## Instructions
(1) Answer these questions from the article on falling shipping costs and Baltimore's industrial market:
(a) According to Freightos, by how much did the cost to ship a 40-foot container from Asia to the East Coast fall from April to November?
(b) According to JLL, how much industrial space was under construction in the Baltimore market as of the third quarter?
(c) What did JLL's latest report find that warehouse and distribution vacancies in the region fell to?
(2) From the article on falling shipping costs, return the passage starting at "JLL’s latest report" and ending at "price of construction.".
(3) Carry the article on falling shipping costs and Baltimore's industrial market further, beginning after its last sentence.

## Exercise text
::::::::

Will Falling Shipping Costs Hurt Baltimore’s Port-Centric Industrial Boom?
The cost of shipping goods has fallen dramatically over the course of this year. While lower prices are generally positive for businesses and consumers, they may be a bad sign for fast-developing industrial markets in port cities like Baltimore.
The cost to ship a 40-foot container from Asia to the East Coast fell by two-thirds from April to November, according to Freightos. In October, the volume of U.S. container imports fell 13% year-over-year, according to the logistics research firm Descartes Systems Group.
The falling cost and volume of shipping reflects a drop in consumer demand for goods because of a slowing economy, according to both research reports. This comes as millions of square feet of industrial space are under construction that depend on high demand for goods.
The industrial sector, locally and nationally, thrived during the pandemic because businesses like Amazon invested heavily in warehousing and distribution. Firms leased and purchased major properties in order to have products on hand to avoid supply chain disruptions caused by the pandemic.
Industrial developers have responded by ramping up construction of new projects to meet the demand for space. In the Baltimore market, over 6.7M SF of industrial was under construction as of the third quarter, a 31% increase from last year, according to JLL.
Much of the demand for industrial space in the Baltimore region has been driven by its position to key logistics hubs, such as Baltimore Washington International Airport, the Port of Baltimore and Interstate 95. A slowdown in the amount of goods shipping through those hubs has the potential to create less demand, causing rents to drop and vacancy to rise.
“There’s demand out there and virtually no available space,” Lighthizer said. “The shipping costs and supply chain [disruptions] they helped during Covid, but we have not seen any drop in demand or increase in inventory in the last couple of months because of the [falling] shipping costs.”
“For the commercial real estate world, we’re much more a function of the economy as a whole,” added Lighthizer, who serves on NAIOP’s national forum of industrial developers.
JLL’s latest report on the Baltimore industrial market found tenants absorbed more than 2.5M SF throughout the first three quarters of 2022. As a result, it found warehouse and distribution vacancies in the region fell to 3.8%, and the average asking rent increased by nearly 8%.
Yet there’s concern that the red-hot market for industrial properties may be headed for a cooldown. The Wall Street Journal reported in October that commercial developers are becoming more cautious about starting new projects due to increased borrowing costs and falling shipping prices.
While falling shipping prices may present risks for the industrial market, the ability to buy commodities like steel and timber at lower costs can help builders hindered by the high price of construction.

::::::::

[Records from a dataset]
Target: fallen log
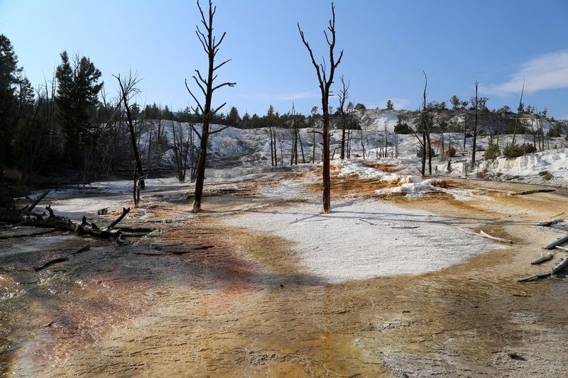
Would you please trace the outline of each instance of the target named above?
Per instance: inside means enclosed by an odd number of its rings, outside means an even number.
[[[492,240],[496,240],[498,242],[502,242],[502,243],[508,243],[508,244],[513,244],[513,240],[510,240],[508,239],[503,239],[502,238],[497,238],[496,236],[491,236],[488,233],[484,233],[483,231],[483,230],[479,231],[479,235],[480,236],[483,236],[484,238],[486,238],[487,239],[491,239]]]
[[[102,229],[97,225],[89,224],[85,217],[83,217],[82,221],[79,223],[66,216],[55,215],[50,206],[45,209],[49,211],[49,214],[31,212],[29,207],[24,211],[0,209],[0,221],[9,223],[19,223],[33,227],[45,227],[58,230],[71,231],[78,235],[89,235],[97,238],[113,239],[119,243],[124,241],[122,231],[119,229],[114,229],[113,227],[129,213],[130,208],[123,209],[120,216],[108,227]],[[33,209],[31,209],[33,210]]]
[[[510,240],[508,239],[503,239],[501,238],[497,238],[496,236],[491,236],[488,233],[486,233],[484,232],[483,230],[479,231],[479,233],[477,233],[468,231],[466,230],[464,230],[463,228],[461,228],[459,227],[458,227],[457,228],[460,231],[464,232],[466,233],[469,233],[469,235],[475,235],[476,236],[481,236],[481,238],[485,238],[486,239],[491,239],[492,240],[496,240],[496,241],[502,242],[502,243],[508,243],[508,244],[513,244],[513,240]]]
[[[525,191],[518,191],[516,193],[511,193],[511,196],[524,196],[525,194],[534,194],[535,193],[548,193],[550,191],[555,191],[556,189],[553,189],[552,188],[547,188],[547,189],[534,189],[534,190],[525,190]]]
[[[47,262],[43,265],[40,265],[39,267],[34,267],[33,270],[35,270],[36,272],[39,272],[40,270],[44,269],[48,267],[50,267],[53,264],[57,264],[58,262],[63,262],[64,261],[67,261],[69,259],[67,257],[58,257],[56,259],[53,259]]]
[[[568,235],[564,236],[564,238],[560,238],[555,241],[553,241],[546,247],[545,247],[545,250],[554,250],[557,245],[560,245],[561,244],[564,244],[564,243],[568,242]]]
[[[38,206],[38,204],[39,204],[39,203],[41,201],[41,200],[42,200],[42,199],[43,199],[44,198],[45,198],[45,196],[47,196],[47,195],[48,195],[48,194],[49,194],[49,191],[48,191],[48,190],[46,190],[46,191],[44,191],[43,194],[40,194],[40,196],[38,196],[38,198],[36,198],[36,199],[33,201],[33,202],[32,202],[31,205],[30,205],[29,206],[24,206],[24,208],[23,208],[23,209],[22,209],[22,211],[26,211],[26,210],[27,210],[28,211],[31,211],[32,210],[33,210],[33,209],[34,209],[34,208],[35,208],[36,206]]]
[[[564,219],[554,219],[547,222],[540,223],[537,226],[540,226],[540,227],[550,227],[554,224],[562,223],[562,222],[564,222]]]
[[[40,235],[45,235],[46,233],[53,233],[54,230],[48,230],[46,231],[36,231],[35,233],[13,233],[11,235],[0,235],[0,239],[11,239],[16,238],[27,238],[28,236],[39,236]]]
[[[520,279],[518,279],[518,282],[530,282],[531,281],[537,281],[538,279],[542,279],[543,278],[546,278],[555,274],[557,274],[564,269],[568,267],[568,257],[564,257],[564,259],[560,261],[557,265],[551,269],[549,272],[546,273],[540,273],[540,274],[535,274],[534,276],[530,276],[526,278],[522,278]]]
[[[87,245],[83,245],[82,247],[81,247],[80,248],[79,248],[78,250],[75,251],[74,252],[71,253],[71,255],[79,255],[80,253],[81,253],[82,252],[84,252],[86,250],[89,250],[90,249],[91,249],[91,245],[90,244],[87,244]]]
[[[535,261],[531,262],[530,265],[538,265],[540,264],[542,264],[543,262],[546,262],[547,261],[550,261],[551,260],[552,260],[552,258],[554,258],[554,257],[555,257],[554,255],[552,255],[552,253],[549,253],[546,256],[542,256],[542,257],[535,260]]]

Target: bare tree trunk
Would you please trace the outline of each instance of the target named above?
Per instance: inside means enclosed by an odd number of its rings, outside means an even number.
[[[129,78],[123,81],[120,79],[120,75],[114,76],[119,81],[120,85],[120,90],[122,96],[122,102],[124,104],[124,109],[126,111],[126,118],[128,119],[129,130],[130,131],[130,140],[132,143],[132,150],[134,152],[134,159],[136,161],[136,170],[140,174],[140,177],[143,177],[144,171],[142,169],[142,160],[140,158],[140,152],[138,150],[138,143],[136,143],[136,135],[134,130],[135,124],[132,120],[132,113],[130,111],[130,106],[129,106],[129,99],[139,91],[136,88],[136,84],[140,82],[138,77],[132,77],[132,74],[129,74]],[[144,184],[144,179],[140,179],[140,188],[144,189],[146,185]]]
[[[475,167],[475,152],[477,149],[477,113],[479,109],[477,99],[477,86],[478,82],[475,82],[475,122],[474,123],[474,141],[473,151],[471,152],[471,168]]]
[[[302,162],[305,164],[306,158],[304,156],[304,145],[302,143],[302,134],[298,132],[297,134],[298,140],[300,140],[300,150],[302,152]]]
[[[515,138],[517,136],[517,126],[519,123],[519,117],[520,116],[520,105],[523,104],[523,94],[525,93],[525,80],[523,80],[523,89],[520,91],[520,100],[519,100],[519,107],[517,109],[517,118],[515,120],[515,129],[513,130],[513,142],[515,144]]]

::::::::

## Answers for the exercise
(1)
(a) By two-thirds
(b) Over 6.7M SF
(c) 3.8%

(2)
JLL’s latest report on the Baltimore industrial market found tenants absorbed more than 2.5M SF throughout the first three quarters of 2022. As a result, it found warehouse and distribution vacancies in the region fell to 3.8%, and the average asking rent increased by nearly 8%.
Yet there’s concern that the red-hot market for industrial properties may be headed for a cooldown. The Wall Street Journal reported in October that commercial developers are becoming more cautious about starting new projects due to increased borrowing costs and falling shipping prices.
While falling shipping prices may present risks for the industrial market, the ability to buy commodities like steel and timber at lower costs can help builders hindered by the high price of construction.

(3)
During Bisnow’s State of Baltimore County event in October, developers said they were considering pausing new projects to see what happens with construction costs. Builders on the panel opined about the high cost of building materials and labor.
Greenberg Gibbons CEO Brian Gibbons said he remained skeptical that construction prices will ever return to pre-pandemic levels. Construction prices, he said, have never declined during decades as a developer.
"Frankly, that's what the Fed is trying to do with all the interest rates going up is trying to slow down construction with the hopes of bringing costs down," Gibbons said.
Lee & Associates President Allan Riorda, in a recent e-newsletter, wrote those falling shipping costs likely portend an overall easing in inflation. But that outcome depends on supply chain bottlenecks loosening.
Locally there are still plenty of supply chain disruptions giving local developers and property owners headaches, Riorda told Bisnow.
One current source of frustration, he said, is ongoing delays in steel manufacturing. Local developers and property owners face inordinately long waits to install dock doors because the springs used in the mechanisms that open dock doors at warehouse and distribution facilities are made of steel.
“Fortunately, with buildings, you do have a pretty good heads up when you’re going to need those things,” Riorda said.
Those supply chain kinks also impact the commercial real estate industry by creating conflicts with leases.
An example of how those supply chain hiccups impact leases, Riorda said, is if a hypothetical company signed a lease in October at a new building. In order to operate in the new space, the company would need custom-built racks installed prior to moving in.
Those racks would be scheduled to arrive in time to be installed before the tenant’s lease starts in January. But if a supply chain kink pushed the delivery back to March, that would leave the business owner and the property owner in a stitch because the tenant can’t move until those racks are installed.
“It creates some real issues as it relates to a tenant's timeline,” Riorda said.